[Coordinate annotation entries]
....
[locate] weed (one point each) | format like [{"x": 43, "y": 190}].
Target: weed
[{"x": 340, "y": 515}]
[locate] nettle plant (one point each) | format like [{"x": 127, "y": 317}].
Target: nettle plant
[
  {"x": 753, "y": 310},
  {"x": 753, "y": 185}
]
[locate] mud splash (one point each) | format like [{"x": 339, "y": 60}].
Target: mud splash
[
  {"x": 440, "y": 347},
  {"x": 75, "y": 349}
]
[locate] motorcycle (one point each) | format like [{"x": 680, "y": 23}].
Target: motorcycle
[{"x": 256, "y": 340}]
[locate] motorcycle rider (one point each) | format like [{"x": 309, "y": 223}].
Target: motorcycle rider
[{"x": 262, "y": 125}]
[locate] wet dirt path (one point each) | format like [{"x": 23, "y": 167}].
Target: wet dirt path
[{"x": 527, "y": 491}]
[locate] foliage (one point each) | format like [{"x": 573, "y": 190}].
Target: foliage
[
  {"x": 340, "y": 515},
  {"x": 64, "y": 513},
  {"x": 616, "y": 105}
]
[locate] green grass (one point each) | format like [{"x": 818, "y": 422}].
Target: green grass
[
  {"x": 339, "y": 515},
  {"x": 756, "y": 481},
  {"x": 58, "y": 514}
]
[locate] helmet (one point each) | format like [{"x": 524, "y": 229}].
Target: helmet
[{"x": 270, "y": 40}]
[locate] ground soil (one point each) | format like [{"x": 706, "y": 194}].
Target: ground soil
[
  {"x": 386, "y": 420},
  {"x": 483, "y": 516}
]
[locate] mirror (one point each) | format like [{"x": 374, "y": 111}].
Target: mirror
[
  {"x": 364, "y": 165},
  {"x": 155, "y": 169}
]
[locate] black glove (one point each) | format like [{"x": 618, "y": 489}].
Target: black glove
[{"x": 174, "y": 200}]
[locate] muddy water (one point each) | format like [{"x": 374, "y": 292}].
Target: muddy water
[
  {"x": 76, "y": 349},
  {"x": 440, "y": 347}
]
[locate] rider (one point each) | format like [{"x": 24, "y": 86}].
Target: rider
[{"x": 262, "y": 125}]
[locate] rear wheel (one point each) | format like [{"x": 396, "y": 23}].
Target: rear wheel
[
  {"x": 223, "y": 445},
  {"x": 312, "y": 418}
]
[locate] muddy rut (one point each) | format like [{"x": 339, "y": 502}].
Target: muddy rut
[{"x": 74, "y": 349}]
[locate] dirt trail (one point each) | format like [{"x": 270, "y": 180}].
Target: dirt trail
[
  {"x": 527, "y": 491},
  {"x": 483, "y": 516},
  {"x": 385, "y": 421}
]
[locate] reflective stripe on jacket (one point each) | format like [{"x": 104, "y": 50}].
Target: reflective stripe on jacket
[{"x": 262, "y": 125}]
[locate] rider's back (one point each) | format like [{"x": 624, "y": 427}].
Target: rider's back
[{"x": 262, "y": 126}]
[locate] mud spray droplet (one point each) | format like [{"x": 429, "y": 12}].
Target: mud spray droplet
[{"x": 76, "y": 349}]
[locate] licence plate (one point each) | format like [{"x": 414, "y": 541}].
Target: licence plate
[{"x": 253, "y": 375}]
....
# REQUIRED TASK
Everything from the line containing "[locate] muddy rut" to the end of the data above should be quoted exactly, please, both ends included, and nothing outside that span.

# EXERCISE RESULT
[locate] muddy rut (one point each) | format like [{"x": 339, "y": 502}].
Target: muddy rut
[{"x": 74, "y": 349}]
[locate] dirt trail (one point each) | format like [{"x": 270, "y": 180}].
Target: dirt trail
[
  {"x": 527, "y": 491},
  {"x": 483, "y": 516},
  {"x": 385, "y": 421}
]
[locate] reflective stripe on jacket (one point each) | format like [{"x": 104, "y": 50}].
Target: reflective stripe on jacket
[{"x": 262, "y": 125}]
[locate] rider's back (one point each) | format like [{"x": 624, "y": 427}].
Target: rider's back
[{"x": 262, "y": 126}]
[locate] mud spray droplet (one point each) | format like [{"x": 429, "y": 12}].
Target: mud spray droplet
[{"x": 76, "y": 349}]
[locate] licence plate (one point each) | format like [{"x": 414, "y": 541}].
Target: licence plate
[{"x": 253, "y": 375}]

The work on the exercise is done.